Sezione del documento -
==========

1971-1974, dal fascino cangiante e multicolore di "Summer Side Of Life" a quello più fumoso, introspettivo e discreto di "Sundown": Gordon Lightfoot apre un ciclo di graduale metamorfosi nella sua musica che passa per i due album del 1972, "Don Quixote" e "Old Dan's Records". Il primo di questi due è il passo iniziale di questo processo: "Summer Side Of Life" è la base della ricetta, "If You Could Read My Mind" ed in misura minore i suoi album degli anni '60 gli ingredienti aggiuntivi da amalgamare, e con materie prime di qualità così alta l'esito finale non può che essere positivo; "Don Quixote" è un ulteriore consolidamento del Lightfoot-sound, le grandi idee e l'ispirazione non mancano nemmeno qui. Come fiocchi di neve, questi album si susseguono apparentemente simili, eppure mai uguali a sé stessi.

==========

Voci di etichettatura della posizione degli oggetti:
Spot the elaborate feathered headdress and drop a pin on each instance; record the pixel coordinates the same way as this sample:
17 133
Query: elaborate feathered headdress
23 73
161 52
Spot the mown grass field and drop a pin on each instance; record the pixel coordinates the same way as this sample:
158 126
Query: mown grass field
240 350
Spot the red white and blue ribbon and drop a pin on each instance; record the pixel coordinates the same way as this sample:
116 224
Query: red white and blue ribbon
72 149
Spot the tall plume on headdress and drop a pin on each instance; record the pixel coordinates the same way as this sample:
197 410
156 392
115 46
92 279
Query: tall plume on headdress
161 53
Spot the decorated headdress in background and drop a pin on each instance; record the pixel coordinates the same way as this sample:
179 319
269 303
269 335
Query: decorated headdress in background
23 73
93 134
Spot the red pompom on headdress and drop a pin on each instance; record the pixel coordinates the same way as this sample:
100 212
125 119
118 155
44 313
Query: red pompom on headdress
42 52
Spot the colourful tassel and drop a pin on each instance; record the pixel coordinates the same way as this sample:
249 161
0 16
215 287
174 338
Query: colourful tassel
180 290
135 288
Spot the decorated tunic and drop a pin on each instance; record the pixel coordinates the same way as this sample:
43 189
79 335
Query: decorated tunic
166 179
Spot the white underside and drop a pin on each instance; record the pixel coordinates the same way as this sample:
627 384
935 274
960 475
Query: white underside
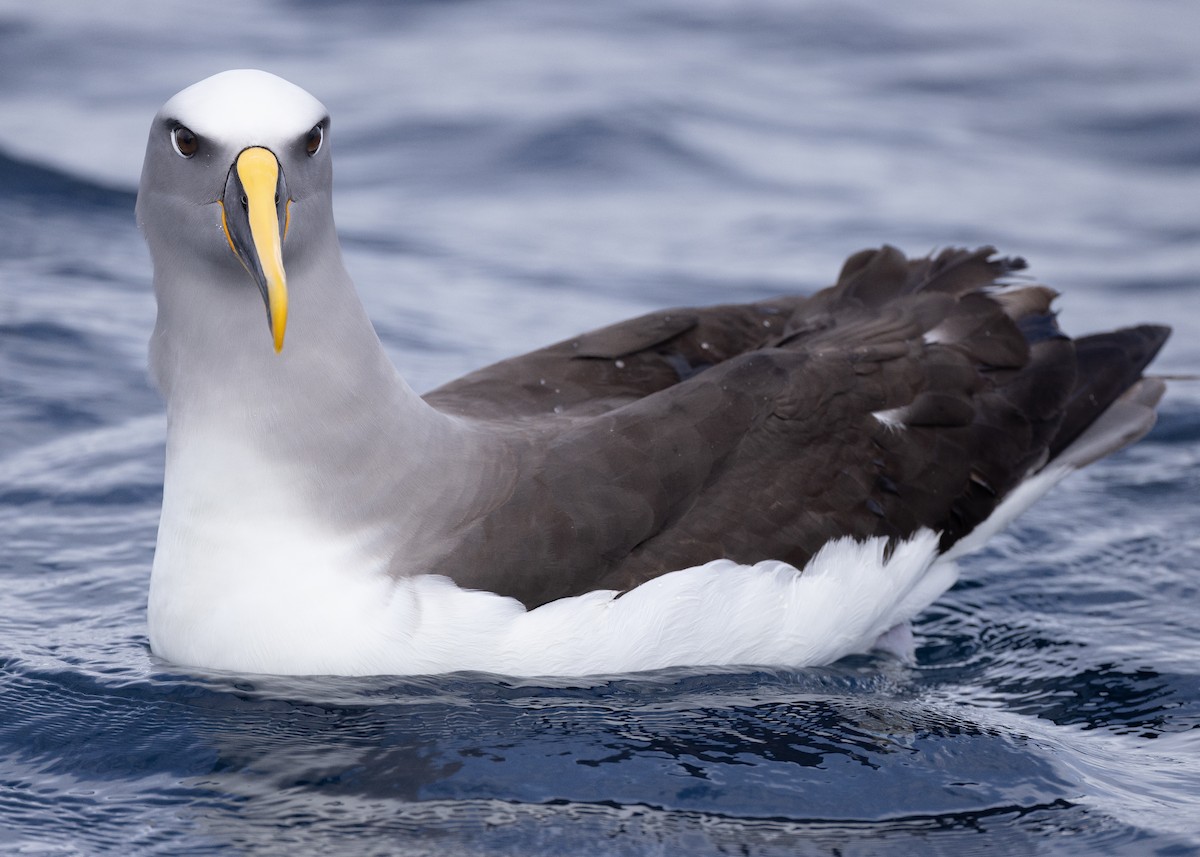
282 598
720 613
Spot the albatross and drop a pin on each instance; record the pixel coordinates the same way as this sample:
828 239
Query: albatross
779 483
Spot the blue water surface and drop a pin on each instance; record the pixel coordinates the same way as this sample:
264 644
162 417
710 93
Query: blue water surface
510 173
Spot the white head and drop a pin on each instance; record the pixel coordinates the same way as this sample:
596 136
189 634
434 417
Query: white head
237 175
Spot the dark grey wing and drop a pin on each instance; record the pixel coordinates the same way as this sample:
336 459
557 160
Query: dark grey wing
911 394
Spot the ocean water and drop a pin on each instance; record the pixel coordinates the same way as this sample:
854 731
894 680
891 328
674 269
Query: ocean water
514 172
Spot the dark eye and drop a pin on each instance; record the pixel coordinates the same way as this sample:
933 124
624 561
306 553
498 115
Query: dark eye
185 142
313 138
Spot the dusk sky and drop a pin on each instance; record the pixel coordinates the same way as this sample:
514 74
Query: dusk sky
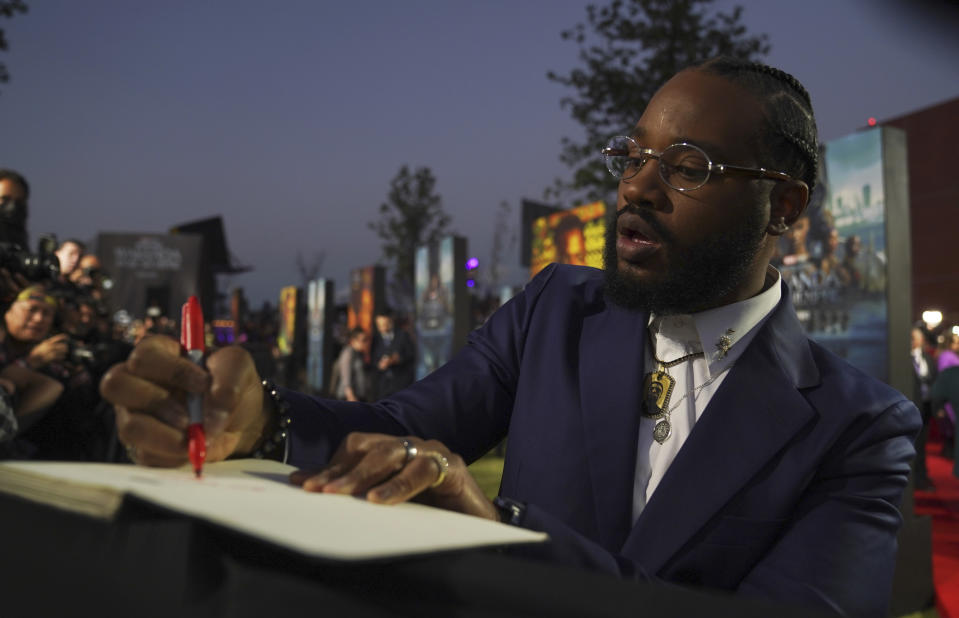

==========

Elenco attività -
(A) Quali sono i due album del 1972 nominati nel testo su Gordon Lightfoot?
(B) Prosegui il testo su Gordon Lightfoot a partire dalla sua ultima frase.
L'elenco non ha alcun legame con il testo su Gordon Lightfoot.

Soluzioni degli esercizi -
(A) "Don Quixote" e "Old Dan's Records".

(B)
Rispetto al suo meraviglioso predecessore "Summer Side Of Life", "Don Quixote" risulta sicuramente più omogeneo e molto più legato a radici strettamente country/folk, "Alberta Bound" e "Second Cup Of Coffee" propongono un sound classico, piacevole e spensierato: la prima, più ruspante e "campagnola", si inserisce in una consolidata linea di divertenti up-tempo sparsi per tutti gli album 70's del Nostro, la seconda nasconde tra le righe una sottile e amara autoironia che scaturisce dalla fallimentare esperienza matrimoniale di Lightfoot medesimo, che a suo tempo aveva già ispirato "If You Could Read My Mind"; sensazioni simili affiorano anche in uno degli highligts del disco, "Ordinary Man", in cui le orchestrazioni di semplice contorno e il canonico mix basso-chitarra acustica valorizzano la bellezza della melodia e l'interpretazione suadente e passionale del Nostro, in maniera più sofferta nella struggente ballata orchestrale "Looking At The Rain" e anche nel singolo "Beautiful", che è già una finestra sul futuro prossimo dell'artista, con la sua atmosfera soffusa e bluesy anticipa lo stile di "Old Dan's Records", "Sundown" e "Cold On The Shoulder", oltre ad essere una delle canzoni-manifesto del suo repertorio.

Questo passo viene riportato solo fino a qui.